Tomorrow we’ll interview one of the last bona fide union leaders. Occupy supporter and longshoreman, Ken Riley.

Sunday, June 30, 2013

Day 4 – Bill Gillespie’s Road Trip Diary


Darrell Minor is NOT a union activist. He IS a respected math professor at Columbus State Community College in Ohio. 
 
For the past two decades or so he has watched the decline of the American middle class with growing dismay. So last year when he saw a pair of Right Wing Republican Legislators on television claiming that anti-union Right to Work Laws bring prosperity, he decided to use his high-end math skills to determine if their claim would stand up to the facts.
 
Using an accepted mathematical measure know as the “Mann-Whitney Ranks Sums statistical test” he ranked states from best to worst to see if there were any significant differences between Right to Work states and what he calls Worker Friendly States.
 
After a five-hour drive from Lansing Michigan we dropped in on Professor Minor at his office in the Davidson Building. 
 
Columbia State Community College is a sprawling downtown campus that attracts a yearly enrollment of just over 32,000 students. As our Dodge Caravan rolled into the parking lot, we noticed a warning sign featuring a picture of a handgun with a line drawn through it. Even in the ‘Land of the Free’ students are not allowed to bring their guns to class.
 
Professor Minor was waiting for us and we (cameraperson Anna Jover Royo, logistics coordinator Aura Aberback and graphic artist/driver Jason Alward) set up the camera, lights and started rolling.
 
Minor told us that what he found after crunching all the numbers surprised him. 
 
Rather than Right to Work laws ushering in an era of prosperity, he says the opposite is true. His research showed that annual wages in Right to Work states are an average $1500 LOWER than in worker friendly Non-Right to Work States. And that wasn’t all. 
 
He compared the two taking seven common markers used to measure standard of living – per capita GDP, poverty rates, the cost of health insurance, unemployment, home ownership, income gap and life expectancy.
He found that there was no significant difference in three of the markers - unemployment, rate of home ownership and the income gap.
 
However, Right to Work states also scored lower than non-Right to Work states on the other four. Their per capita GDP of Right to Work states was 13% lower, health insurance was more expensive, poverty rates were higher and life expectancy was lower.
Why?
Minor says it is difficult to determine cause and effect with absolute certainty but he says the data indicates that there is a 95% probability that the difference is Unions.
Right to Work states have fewer unions. Fewer unions means lower wages.

* * * *

◆ EXERCISE A
List every line of the listing that contains the string "seat", with case counting.
The road trip diary and the listing after it are unrelated material.

(Records from a collection)

* * * *

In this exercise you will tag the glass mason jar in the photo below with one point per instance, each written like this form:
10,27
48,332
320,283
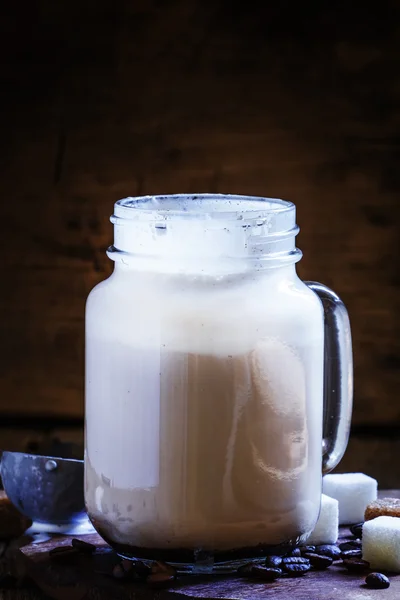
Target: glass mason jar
218,384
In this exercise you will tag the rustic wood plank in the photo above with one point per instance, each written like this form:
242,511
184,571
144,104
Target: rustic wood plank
334,584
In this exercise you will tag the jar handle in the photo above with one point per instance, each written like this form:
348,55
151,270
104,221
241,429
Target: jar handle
338,376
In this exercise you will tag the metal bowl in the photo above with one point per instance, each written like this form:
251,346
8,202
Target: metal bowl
46,489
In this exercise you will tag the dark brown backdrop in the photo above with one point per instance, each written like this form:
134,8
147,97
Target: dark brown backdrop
102,100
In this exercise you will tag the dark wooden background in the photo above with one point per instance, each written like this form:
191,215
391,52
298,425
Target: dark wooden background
106,99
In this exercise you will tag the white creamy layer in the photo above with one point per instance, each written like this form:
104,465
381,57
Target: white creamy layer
203,412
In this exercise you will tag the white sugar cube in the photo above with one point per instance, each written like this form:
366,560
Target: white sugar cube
326,530
381,543
353,492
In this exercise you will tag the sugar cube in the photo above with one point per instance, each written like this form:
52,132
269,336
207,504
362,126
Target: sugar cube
326,530
386,507
381,543
353,491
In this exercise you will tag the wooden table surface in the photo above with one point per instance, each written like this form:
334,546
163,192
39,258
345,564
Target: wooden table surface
82,583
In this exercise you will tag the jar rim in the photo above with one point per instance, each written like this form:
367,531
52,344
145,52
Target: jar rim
203,206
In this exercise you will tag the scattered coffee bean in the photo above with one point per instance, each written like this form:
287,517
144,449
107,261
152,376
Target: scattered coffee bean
356,530
82,546
273,561
329,550
245,570
305,549
296,570
123,570
141,570
295,560
294,552
353,545
160,566
351,554
161,579
118,572
377,581
296,566
63,554
265,573
356,565
318,561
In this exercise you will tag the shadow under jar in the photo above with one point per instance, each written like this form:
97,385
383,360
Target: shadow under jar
208,424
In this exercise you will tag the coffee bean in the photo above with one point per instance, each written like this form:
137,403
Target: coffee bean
356,565
356,530
82,546
160,580
377,581
273,561
351,554
305,549
295,560
296,566
294,552
265,573
140,569
124,569
63,554
296,570
318,561
119,572
160,566
245,570
329,550
352,545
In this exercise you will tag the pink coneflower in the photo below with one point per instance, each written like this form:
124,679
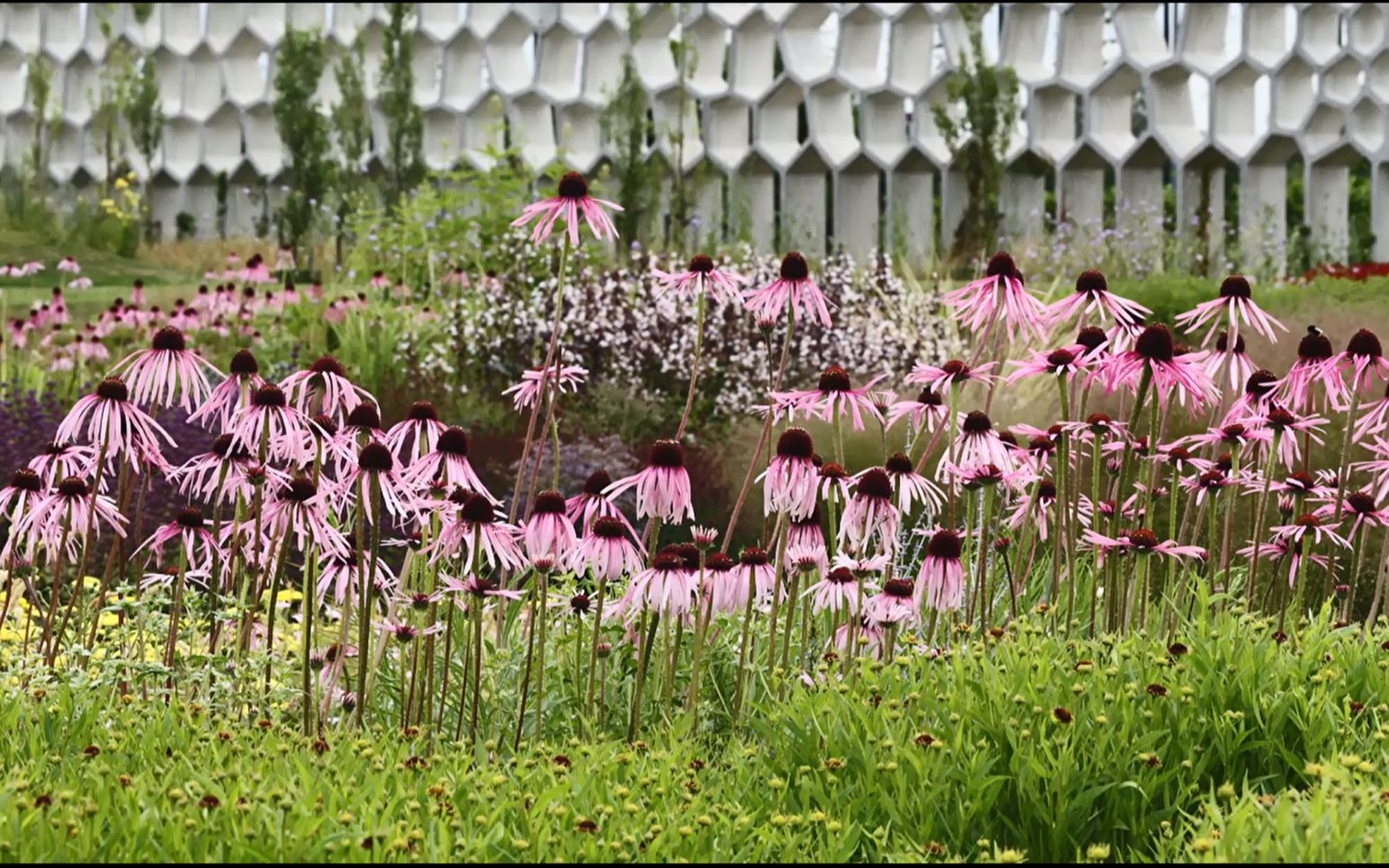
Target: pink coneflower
417,434
607,550
911,488
1209,482
1228,362
792,289
870,513
270,424
667,587
378,477
60,460
999,291
702,275
342,575
1285,426
479,530
221,474
24,490
953,372
1154,353
756,571
1360,507
895,603
300,511
447,462
1236,300
1035,508
1310,523
536,382
109,420
834,396
663,489
942,572
571,203
792,477
193,539
167,371
326,382
1363,359
1092,296
725,589
71,508
1278,549
592,503
243,377
1139,541
978,443
1062,362
549,531
806,535
1315,365
927,411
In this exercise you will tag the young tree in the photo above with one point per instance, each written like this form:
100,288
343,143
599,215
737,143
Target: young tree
396,96
40,89
145,119
352,120
303,128
978,139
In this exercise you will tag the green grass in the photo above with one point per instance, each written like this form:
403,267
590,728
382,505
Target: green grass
1249,748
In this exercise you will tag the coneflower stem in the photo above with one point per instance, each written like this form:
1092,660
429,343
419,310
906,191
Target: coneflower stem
699,346
761,443
549,360
1342,471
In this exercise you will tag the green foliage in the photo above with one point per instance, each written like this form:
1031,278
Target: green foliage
396,97
627,124
145,112
978,139
303,128
352,121
1253,750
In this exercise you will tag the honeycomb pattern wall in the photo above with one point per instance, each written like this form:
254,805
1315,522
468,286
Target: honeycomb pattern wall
807,122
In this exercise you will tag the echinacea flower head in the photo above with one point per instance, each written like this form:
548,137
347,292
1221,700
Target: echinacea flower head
324,388
954,372
913,489
1315,365
571,203
870,515
167,372
1171,374
1092,298
417,434
538,380
927,411
609,550
549,531
663,489
942,572
791,478
480,533
702,275
895,603
1236,303
1364,360
999,293
793,289
119,428
228,396
832,398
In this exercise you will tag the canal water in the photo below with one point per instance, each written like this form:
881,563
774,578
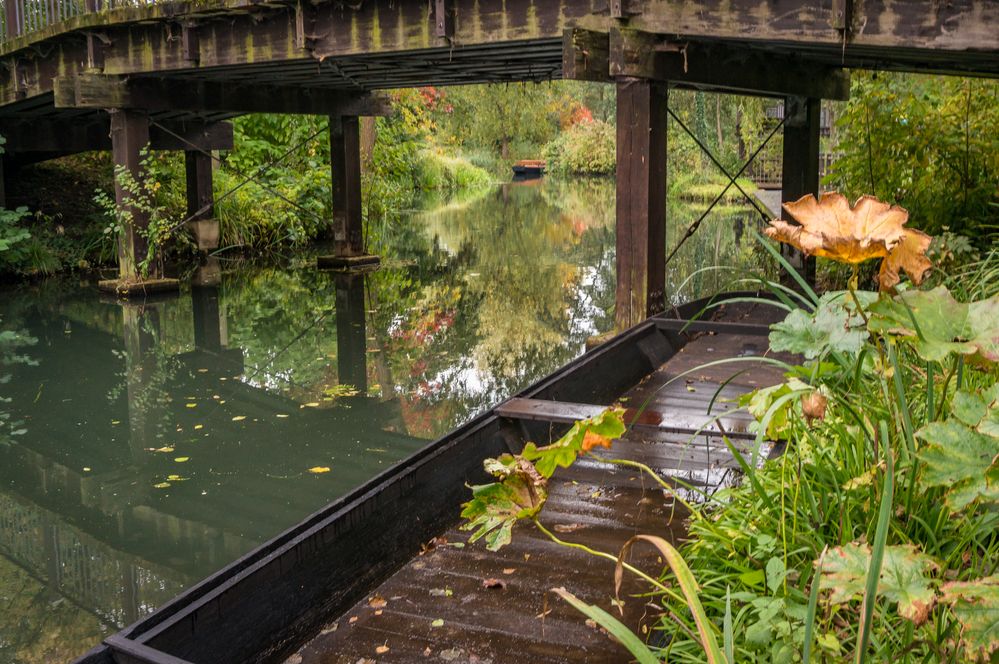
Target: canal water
145,445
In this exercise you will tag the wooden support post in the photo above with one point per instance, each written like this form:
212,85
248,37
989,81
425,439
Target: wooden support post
351,332
200,200
13,16
641,201
801,166
345,167
129,137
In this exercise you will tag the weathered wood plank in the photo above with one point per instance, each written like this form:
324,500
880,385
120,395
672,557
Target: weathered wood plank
722,67
161,94
67,136
800,167
663,416
641,201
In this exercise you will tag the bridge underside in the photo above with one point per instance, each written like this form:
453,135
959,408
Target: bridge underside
169,74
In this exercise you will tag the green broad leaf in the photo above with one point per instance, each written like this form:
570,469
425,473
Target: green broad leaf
976,606
961,459
905,577
938,326
496,507
832,327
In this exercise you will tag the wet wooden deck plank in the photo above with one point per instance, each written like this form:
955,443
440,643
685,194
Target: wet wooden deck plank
592,503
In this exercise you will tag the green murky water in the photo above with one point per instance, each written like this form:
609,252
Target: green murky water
147,445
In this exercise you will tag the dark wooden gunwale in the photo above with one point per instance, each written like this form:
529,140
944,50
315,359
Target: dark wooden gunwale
262,605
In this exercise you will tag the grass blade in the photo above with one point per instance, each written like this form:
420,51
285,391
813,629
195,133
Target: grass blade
813,608
691,591
638,648
878,550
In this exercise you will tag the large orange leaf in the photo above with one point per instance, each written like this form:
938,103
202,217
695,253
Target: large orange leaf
831,228
908,255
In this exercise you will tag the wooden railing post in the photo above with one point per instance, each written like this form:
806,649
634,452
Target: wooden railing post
345,172
641,201
14,17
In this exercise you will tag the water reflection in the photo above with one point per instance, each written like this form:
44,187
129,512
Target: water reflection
158,441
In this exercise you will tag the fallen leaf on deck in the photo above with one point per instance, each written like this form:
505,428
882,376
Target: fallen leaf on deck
566,527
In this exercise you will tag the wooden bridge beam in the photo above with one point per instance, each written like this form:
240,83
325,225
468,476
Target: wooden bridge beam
641,201
67,136
720,67
800,168
164,94
345,175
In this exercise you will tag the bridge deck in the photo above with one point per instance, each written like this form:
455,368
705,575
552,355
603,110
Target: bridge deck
498,606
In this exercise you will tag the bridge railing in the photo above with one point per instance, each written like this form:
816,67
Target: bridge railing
22,17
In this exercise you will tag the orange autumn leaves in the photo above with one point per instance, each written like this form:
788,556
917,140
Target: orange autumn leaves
831,228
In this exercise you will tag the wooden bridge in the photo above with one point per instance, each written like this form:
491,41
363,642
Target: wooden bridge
111,74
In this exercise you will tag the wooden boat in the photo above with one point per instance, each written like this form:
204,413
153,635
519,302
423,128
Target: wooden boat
529,168
265,606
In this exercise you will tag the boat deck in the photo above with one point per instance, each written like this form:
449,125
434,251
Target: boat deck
458,602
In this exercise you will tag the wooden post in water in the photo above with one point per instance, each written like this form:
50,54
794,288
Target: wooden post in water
129,139
641,200
200,200
129,136
345,166
802,120
351,332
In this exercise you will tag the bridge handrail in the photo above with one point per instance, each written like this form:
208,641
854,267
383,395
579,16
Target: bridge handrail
23,17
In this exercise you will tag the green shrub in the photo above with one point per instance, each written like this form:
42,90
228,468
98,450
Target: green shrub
586,148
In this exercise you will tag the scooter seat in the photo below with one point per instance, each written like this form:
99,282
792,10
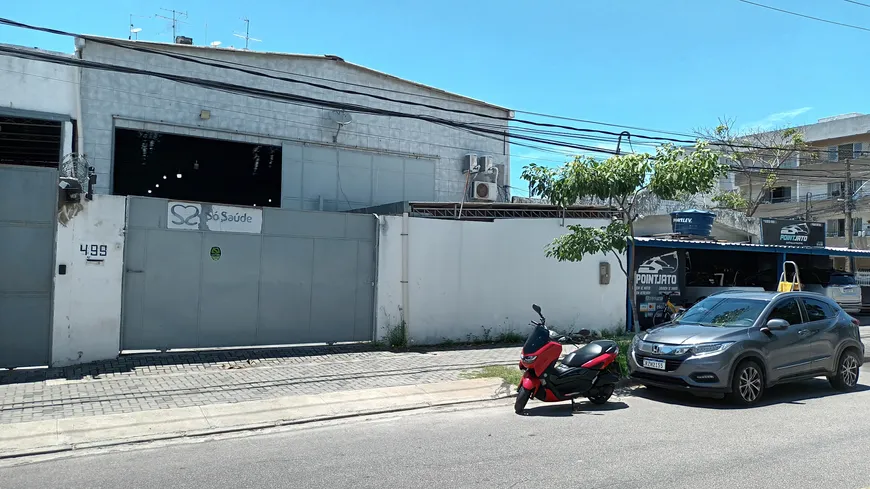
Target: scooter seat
582,355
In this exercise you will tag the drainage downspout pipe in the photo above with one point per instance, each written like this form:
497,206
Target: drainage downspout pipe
406,222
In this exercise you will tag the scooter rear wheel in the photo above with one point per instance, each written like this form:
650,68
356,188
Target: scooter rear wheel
523,396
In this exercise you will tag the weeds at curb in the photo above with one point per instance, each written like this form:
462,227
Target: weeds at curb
510,374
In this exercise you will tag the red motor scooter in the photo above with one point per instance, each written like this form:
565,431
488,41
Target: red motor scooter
588,371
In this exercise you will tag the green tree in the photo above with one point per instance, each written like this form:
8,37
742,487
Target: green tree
758,158
625,180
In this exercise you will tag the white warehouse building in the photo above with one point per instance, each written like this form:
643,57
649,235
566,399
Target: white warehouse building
315,158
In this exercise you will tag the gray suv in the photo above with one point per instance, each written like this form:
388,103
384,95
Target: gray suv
740,343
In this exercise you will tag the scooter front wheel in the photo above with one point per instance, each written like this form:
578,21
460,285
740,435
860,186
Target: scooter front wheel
602,396
523,396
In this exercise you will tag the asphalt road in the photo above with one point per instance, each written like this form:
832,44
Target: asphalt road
806,436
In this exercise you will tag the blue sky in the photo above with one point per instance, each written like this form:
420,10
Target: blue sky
673,65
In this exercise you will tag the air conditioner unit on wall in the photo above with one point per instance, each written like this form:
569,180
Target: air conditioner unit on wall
485,191
471,165
485,163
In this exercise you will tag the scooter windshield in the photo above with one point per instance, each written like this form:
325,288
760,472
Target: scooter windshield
540,336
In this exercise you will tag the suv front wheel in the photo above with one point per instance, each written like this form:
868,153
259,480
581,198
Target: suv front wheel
747,384
848,368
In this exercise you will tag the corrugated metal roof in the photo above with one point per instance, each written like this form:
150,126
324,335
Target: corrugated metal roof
327,57
752,247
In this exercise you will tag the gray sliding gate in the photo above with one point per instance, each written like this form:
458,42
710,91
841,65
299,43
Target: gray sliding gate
201,275
28,217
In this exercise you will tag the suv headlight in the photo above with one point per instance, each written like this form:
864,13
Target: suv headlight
635,342
710,348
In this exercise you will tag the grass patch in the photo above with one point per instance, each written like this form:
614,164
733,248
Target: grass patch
396,336
510,374
622,359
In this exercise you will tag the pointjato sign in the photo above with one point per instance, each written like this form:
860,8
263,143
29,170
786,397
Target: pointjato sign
792,233
658,271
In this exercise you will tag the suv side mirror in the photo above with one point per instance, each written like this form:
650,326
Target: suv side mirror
775,325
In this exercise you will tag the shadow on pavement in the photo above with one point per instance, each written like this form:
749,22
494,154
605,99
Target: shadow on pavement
796,393
564,410
236,358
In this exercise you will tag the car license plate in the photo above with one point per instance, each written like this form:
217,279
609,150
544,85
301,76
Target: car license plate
653,363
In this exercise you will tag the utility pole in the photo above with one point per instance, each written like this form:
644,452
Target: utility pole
175,19
847,194
809,198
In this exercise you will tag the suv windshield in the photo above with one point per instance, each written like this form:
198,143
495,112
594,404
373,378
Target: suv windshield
726,312
842,279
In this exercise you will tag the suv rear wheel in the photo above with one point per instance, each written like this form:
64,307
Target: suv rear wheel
747,384
848,368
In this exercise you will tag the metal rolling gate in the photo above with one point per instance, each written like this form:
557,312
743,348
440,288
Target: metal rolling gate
202,276
28,222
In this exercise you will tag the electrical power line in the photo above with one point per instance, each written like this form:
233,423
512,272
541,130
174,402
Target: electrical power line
299,100
819,19
354,92
858,3
307,101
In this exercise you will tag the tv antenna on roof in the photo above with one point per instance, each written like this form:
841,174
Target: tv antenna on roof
175,19
247,37
134,31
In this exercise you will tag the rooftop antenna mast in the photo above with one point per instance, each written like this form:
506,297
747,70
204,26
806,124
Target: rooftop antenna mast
247,36
175,19
134,31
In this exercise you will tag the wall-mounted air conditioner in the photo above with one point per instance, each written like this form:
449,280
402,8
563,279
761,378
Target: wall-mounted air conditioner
471,164
485,163
485,191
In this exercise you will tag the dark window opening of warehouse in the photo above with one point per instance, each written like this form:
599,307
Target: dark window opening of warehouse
30,142
170,166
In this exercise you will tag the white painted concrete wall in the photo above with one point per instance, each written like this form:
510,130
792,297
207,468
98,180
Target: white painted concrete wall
468,277
87,299
37,86
112,99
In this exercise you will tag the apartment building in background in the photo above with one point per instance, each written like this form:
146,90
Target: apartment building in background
812,184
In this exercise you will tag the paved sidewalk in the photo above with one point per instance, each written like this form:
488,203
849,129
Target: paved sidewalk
148,382
52,436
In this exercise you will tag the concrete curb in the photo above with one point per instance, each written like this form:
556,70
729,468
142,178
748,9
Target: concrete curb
66,435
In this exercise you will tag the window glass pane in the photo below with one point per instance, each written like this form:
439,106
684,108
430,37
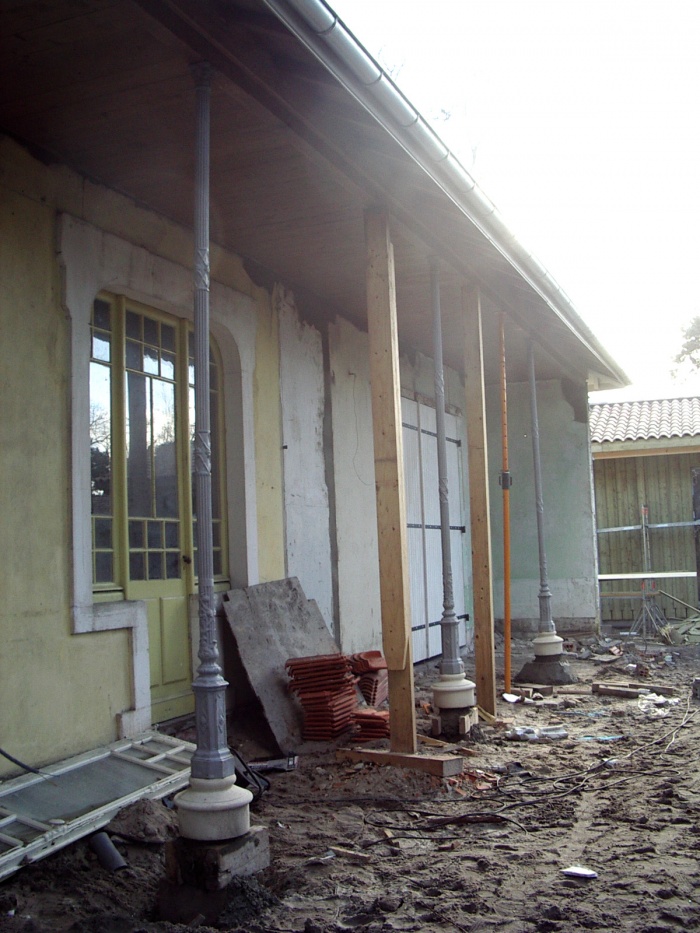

* * * *

◆ EXERCISE B
Translate this sentence from the road trip diary into Spanish: "Minor told us that what he found after crunching all the numbers surprised him."

◆ RESPONSE A
In this exercise you will tag the scooter seat in the photo below with one point per instance, each written like this form:
Target: scooter seat

◆ RESPONSE B
Minor nos dijo que lo que encontró después de analizar todas las cifras lo sorprendió.